• [Records for this exercise]:
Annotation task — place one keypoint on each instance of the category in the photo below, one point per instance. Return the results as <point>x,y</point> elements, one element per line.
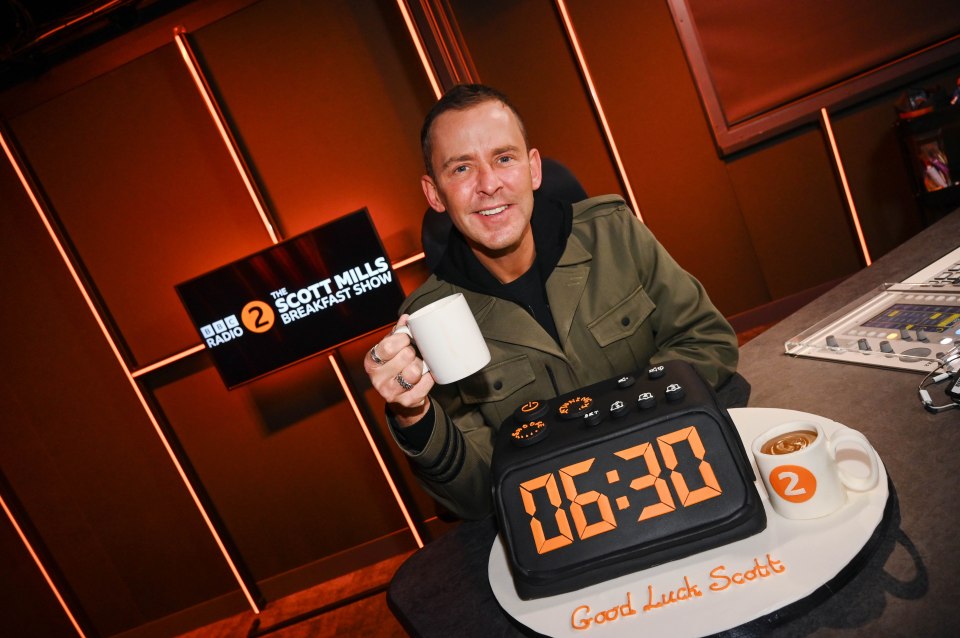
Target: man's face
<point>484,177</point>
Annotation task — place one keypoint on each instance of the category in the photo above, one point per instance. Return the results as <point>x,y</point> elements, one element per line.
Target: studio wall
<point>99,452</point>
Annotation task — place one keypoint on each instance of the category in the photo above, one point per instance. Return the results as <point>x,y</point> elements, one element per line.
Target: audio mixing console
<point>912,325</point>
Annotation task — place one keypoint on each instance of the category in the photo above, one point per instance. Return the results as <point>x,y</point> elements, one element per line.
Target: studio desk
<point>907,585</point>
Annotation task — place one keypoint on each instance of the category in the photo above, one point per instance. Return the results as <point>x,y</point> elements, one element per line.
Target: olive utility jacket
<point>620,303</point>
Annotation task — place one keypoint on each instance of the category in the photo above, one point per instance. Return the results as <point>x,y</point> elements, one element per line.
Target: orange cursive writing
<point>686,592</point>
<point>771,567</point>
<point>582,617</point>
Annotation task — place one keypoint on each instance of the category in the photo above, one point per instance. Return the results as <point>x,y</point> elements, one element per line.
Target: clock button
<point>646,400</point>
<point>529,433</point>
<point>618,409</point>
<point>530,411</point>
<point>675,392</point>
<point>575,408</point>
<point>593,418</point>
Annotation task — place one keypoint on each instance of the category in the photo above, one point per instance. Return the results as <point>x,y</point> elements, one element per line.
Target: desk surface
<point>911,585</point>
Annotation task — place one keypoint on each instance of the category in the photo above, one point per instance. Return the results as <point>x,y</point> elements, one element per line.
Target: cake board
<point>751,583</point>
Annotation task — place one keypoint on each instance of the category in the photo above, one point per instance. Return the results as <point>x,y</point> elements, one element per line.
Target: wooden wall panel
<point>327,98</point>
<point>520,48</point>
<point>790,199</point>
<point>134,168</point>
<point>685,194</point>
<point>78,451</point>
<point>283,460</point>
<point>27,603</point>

• [Task goal]: Without the pictures, write out every entry precisely as it appears.

• [Correct output]:
Annotation task — place one keypoint on each instance of the category in the photo below, one point per instance. Return the results as <point>x,y</point> elements, one element per line.
Target: man's face
<point>484,177</point>
Annotation task — place one keypoint on each instance of the category in the photo above, one point per instance. Return the results as <point>x,y</point> elements, one element per line.
Target: studio wall
<point>99,452</point>
Annotation task — place one keypoint on each instance of the category in the photo above, one point per instance. Return the results as <point>x,y</point> elements, one element per line.
Target: audio mixing console
<point>912,325</point>
Annotation task — place one keypoint on each instance of the category in the photo above, one point per instance. Return the results as <point>x,y</point> elements, one element per line.
Target: studio desk
<point>907,585</point>
Annotation task — place one keypoint on each instance of the category in the photo above, one point per instance. Return the results as <point>x,y</point> elements, one element per line.
Target: olive utility jacket
<point>620,303</point>
Annotation task — place one keypoint on each instance of the category in the photo above, one point per instance. Return the results as <point>x,y</point> elements, one element per line.
Target: orange cursive writing
<point>686,592</point>
<point>771,567</point>
<point>582,617</point>
Annotation task — place one keypoint on each instance of the category in the photo above, one point per instance. Return the results as <point>x,y</point> elements, one element per line.
Target: clock button
<point>646,400</point>
<point>529,433</point>
<point>618,409</point>
<point>530,411</point>
<point>675,392</point>
<point>575,408</point>
<point>593,418</point>
Annotation task — place one keypoint on each instance of the category in the photo above, one point per instance. Return the results as <point>x,y</point> elements, one element per line.
Target: desk surface
<point>911,585</point>
Annotation task — place one keypoint on each instance of the category in the photo above, one point per instance. Return the results as <point>x,y</point> elements, one element per line.
Target: cake board
<point>751,583</point>
Annotation task — place one keypoint on each instance of the category in the photo above, one point per instance. Return the results as <point>x,y</point> elements, one element per line.
Target: wooden wall panel
<point>327,98</point>
<point>520,48</point>
<point>790,199</point>
<point>134,168</point>
<point>685,194</point>
<point>78,451</point>
<point>283,460</point>
<point>27,603</point>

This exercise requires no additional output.